── Record list

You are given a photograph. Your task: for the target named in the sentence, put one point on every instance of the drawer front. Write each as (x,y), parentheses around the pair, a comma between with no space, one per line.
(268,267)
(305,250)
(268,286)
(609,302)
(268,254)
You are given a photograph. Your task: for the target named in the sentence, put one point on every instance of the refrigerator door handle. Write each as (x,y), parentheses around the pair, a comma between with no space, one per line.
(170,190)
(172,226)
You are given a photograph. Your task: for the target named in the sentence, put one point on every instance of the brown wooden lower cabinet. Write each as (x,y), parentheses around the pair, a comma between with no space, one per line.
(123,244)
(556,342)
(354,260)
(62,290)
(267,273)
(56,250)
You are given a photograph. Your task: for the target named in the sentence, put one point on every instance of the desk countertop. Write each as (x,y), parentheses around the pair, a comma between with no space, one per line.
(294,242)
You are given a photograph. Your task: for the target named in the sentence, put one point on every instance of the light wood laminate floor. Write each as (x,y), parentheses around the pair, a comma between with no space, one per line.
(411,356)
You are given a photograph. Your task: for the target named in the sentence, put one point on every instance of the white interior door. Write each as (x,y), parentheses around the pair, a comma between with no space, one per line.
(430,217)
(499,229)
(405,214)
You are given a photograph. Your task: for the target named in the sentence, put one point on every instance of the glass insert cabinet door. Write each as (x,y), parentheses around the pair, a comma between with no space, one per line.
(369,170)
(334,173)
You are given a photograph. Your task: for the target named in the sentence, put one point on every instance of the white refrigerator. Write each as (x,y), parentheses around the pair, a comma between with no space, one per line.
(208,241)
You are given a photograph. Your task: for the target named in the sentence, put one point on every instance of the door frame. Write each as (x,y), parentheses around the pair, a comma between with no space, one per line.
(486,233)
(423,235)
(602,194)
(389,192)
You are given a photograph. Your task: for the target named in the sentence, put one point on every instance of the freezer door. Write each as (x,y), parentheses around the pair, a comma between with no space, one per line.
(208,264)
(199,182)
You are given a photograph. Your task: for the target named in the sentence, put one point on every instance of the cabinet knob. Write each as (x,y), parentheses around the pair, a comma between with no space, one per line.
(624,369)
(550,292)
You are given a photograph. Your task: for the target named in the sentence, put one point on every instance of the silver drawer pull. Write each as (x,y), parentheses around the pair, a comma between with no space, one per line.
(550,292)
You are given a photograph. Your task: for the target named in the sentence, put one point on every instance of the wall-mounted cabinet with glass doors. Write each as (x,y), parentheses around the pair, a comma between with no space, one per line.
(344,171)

────

Rewrite the material from the line containing "of the wall-mounted" through the end of the material, requests included. Scale every coordinate in the answers by 1.15 and round each to a whole number, with halves rounded up.

### Problem solution
You are given a photograph. Your task: for the target named in the sentence, put one point on every instance of the wall-mounted cabinet with glass doors. Write each as (x,y), parentheses around the pair, a comma between with no space, one per line.
(396,197)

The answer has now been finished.